Rewrite the lines below with "even-odd" changed to "nonzero" everywhere it occurs and everything else kept the same. Omit the pictures from your answer.

### SUPPLIED MATERIAL

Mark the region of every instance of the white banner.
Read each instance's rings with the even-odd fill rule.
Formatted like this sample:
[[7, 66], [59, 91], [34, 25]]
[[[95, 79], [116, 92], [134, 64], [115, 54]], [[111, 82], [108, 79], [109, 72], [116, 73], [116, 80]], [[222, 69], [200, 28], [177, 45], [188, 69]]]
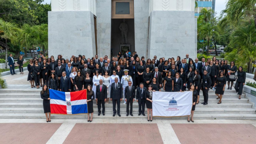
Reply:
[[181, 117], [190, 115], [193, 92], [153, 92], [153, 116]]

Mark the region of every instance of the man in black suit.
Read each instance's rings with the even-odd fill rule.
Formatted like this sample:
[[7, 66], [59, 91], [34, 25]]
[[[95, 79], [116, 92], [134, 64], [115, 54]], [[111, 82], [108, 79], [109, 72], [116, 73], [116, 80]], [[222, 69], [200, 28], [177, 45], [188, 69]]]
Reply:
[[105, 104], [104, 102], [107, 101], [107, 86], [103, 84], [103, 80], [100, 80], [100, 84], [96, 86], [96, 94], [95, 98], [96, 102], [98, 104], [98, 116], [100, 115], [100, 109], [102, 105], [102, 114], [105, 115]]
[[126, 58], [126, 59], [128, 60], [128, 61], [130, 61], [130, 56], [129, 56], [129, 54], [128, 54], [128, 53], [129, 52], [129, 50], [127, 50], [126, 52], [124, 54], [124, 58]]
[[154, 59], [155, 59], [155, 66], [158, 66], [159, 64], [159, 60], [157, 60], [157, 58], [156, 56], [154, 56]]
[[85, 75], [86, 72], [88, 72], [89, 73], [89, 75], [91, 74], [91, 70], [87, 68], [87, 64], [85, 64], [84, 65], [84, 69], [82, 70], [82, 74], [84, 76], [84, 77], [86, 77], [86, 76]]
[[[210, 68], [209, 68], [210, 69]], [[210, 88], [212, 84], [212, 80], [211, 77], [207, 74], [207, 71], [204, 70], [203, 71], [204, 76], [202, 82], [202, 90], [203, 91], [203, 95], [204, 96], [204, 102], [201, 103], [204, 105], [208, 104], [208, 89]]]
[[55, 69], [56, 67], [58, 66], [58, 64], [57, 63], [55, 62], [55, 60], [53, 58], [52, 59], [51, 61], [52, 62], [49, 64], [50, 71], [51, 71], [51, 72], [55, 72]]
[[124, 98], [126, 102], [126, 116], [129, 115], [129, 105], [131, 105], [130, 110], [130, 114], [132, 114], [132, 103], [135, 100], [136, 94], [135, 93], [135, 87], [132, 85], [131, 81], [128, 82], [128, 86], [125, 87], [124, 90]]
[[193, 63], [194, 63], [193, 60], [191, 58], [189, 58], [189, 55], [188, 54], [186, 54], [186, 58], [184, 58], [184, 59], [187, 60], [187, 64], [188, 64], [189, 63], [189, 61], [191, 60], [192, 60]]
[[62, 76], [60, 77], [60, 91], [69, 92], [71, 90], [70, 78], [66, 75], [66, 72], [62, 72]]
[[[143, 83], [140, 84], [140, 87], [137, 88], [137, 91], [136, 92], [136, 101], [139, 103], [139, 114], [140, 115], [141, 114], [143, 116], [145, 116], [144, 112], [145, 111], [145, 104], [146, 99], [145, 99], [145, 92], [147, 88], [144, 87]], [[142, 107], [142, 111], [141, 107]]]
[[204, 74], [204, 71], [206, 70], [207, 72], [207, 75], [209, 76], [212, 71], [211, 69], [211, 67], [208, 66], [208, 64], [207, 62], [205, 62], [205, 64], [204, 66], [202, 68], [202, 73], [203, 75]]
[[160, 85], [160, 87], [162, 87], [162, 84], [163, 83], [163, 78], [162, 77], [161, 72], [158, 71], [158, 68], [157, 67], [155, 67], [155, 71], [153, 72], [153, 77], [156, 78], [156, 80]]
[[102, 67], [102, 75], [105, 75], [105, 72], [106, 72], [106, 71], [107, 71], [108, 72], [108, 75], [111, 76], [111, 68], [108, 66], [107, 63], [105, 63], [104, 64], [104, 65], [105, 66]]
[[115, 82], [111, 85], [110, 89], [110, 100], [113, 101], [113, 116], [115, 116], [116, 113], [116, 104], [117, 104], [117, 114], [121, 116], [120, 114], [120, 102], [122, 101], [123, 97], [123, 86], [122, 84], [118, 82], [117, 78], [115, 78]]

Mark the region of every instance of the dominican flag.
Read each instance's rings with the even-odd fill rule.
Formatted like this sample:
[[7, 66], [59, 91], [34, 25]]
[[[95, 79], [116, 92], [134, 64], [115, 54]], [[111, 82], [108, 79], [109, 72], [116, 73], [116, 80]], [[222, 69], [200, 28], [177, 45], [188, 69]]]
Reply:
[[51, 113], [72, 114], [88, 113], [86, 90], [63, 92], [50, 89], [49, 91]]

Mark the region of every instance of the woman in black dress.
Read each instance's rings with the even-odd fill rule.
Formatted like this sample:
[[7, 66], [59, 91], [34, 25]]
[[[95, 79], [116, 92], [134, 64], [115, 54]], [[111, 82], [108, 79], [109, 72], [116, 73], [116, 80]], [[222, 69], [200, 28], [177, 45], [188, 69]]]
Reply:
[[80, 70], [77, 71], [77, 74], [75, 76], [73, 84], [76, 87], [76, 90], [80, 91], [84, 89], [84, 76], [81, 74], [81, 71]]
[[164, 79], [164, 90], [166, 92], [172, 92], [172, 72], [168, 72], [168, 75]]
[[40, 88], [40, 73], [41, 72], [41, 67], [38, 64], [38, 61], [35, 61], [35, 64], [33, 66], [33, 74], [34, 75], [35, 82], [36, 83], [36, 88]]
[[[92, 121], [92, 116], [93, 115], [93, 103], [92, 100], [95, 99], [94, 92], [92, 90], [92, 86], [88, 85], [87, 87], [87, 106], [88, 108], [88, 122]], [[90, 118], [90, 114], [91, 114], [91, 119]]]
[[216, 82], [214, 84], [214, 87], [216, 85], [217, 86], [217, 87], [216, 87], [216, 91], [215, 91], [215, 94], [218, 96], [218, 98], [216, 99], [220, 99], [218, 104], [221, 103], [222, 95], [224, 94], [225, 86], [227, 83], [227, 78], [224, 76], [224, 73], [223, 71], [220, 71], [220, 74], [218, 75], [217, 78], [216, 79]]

######

▸ **TASK OUTPUT**:
Mark the region of every instance of the white banner.
Read each instance's rings with the nonzero fill rule.
Formatted like this sample:
[[7, 66], [59, 91], [34, 25]]
[[[95, 79], [116, 92], [134, 64], [115, 54]], [[111, 82], [108, 79], [109, 72], [116, 73], [116, 80]], [[222, 69], [200, 28], [177, 45], [188, 69]]]
Reply:
[[181, 117], [190, 115], [193, 92], [153, 92], [153, 116]]

Mark the region of every instance of the man in black suit.
Read each instance's rings with the nonzero fill rule.
Formatted like this sample:
[[7, 66], [59, 91], [34, 25]]
[[[95, 79], [116, 92], [134, 64], [115, 54]], [[111, 82], [108, 79], [109, 72], [116, 73], [116, 80]], [[222, 69], [200, 28], [177, 45], [188, 69]]]
Reply:
[[105, 104], [104, 102], [107, 101], [107, 86], [103, 84], [103, 80], [100, 80], [100, 84], [96, 86], [96, 94], [95, 98], [96, 102], [98, 104], [98, 116], [100, 115], [100, 109], [102, 105], [102, 114], [105, 115]]
[[126, 58], [126, 59], [128, 60], [128, 61], [130, 61], [130, 56], [129, 56], [129, 54], [128, 54], [128, 53], [129, 52], [129, 50], [127, 50], [126, 52], [124, 54], [124, 58]]
[[154, 59], [155, 59], [155, 66], [158, 66], [159, 64], [159, 60], [157, 60], [157, 58], [156, 56], [154, 56]]
[[85, 75], [86, 72], [88, 72], [89, 73], [89, 75], [91, 74], [91, 70], [87, 68], [87, 64], [85, 64], [84, 65], [84, 69], [82, 70], [82, 74], [84, 76], [84, 77], [86, 77], [86, 76]]
[[[210, 68], [209, 68], [210, 69]], [[210, 88], [212, 84], [212, 80], [211, 77], [207, 74], [207, 71], [204, 70], [203, 71], [204, 76], [202, 82], [202, 90], [203, 91], [203, 95], [204, 96], [204, 102], [201, 103], [204, 105], [208, 104], [208, 89]]]
[[55, 69], [56, 67], [58, 66], [58, 64], [57, 63], [55, 62], [55, 60], [53, 58], [52, 59], [51, 61], [52, 62], [49, 64], [50, 71], [51, 71], [51, 72], [55, 72]]
[[124, 98], [126, 102], [126, 116], [129, 115], [129, 105], [131, 105], [130, 110], [130, 114], [132, 114], [132, 103], [135, 100], [136, 94], [135, 93], [135, 87], [132, 85], [131, 81], [128, 82], [128, 86], [125, 87], [124, 90]]
[[193, 63], [194, 63], [193, 60], [191, 58], [189, 58], [189, 55], [188, 54], [186, 54], [186, 58], [184, 58], [184, 59], [187, 60], [187, 64], [188, 64], [189, 63], [189, 61], [191, 60], [192, 60]]
[[62, 76], [60, 77], [60, 91], [69, 92], [71, 90], [70, 78], [66, 75], [66, 72], [62, 72]]
[[[143, 83], [140, 84], [140, 87], [137, 88], [137, 91], [136, 92], [136, 101], [139, 103], [139, 114], [140, 115], [141, 114], [143, 116], [145, 116], [144, 112], [145, 111], [145, 104], [146, 99], [145, 99], [145, 92], [147, 88], [144, 87]], [[142, 107], [142, 111], [141, 107]]]
[[204, 74], [204, 71], [206, 70], [207, 72], [207, 75], [209, 76], [212, 71], [211, 69], [211, 67], [208, 66], [208, 64], [207, 62], [205, 62], [205, 64], [204, 66], [202, 68], [202, 73], [203, 75]]
[[160, 85], [160, 87], [162, 87], [162, 84], [163, 83], [163, 78], [162, 77], [161, 72], [158, 71], [158, 68], [157, 67], [155, 67], [155, 71], [153, 72], [153, 77], [156, 78], [156, 80]]
[[102, 67], [102, 75], [105, 75], [105, 72], [106, 72], [106, 71], [107, 71], [108, 72], [108, 75], [111, 76], [111, 68], [108, 66], [107, 63], [105, 63], [104, 64], [104, 65], [105, 66]]
[[115, 82], [111, 85], [110, 89], [110, 100], [113, 101], [113, 116], [115, 116], [116, 113], [116, 104], [117, 104], [117, 114], [121, 116], [120, 114], [120, 102], [122, 101], [123, 97], [123, 86], [122, 84], [118, 82], [117, 78], [115, 78]]

Mark the region of every instance of the dominican flag.
Read each instance's rings with the nonzero fill rule.
Formatted like this sample:
[[7, 66], [59, 91], [34, 25]]
[[[95, 79], [116, 92], [134, 64], [115, 54]], [[111, 82], [108, 79], [109, 72], [116, 73], [116, 80]], [[222, 69], [200, 28], [177, 45], [188, 69]]]
Reply:
[[51, 113], [72, 114], [88, 113], [86, 90], [63, 92], [50, 89], [49, 91]]

Mark the region of every instance of the woman in black dress.
Read each instance's rings with the nonzero fill rule.
Formatted like this sample:
[[7, 66], [59, 91], [34, 25]]
[[[95, 79], [116, 92], [134, 64], [115, 54]], [[111, 82], [108, 79], [109, 72], [116, 73], [116, 80]], [[222, 69], [200, 28], [177, 45], [188, 69]]]
Reply:
[[80, 70], [77, 71], [77, 74], [75, 76], [73, 84], [76, 87], [76, 90], [80, 91], [84, 89], [84, 76], [81, 74], [81, 71]]
[[164, 79], [164, 90], [166, 92], [172, 92], [172, 72], [168, 72], [168, 75]]
[[40, 88], [40, 73], [41, 72], [41, 67], [38, 64], [38, 61], [35, 61], [35, 64], [33, 66], [33, 74], [34, 75], [35, 82], [36, 83], [36, 88]]
[[[92, 121], [92, 116], [93, 115], [93, 103], [92, 100], [95, 99], [94, 92], [92, 90], [92, 86], [88, 85], [87, 87], [87, 106], [88, 108], [88, 122]], [[90, 118], [90, 114], [91, 114], [91, 119]]]
[[216, 82], [214, 84], [214, 87], [216, 85], [217, 86], [217, 87], [216, 87], [216, 91], [215, 91], [215, 94], [218, 96], [218, 98], [216, 99], [220, 99], [218, 104], [221, 103], [222, 95], [224, 94], [225, 86], [227, 83], [227, 78], [224, 76], [224, 73], [223, 71], [220, 71], [220, 74], [218, 75], [217, 78], [216, 79]]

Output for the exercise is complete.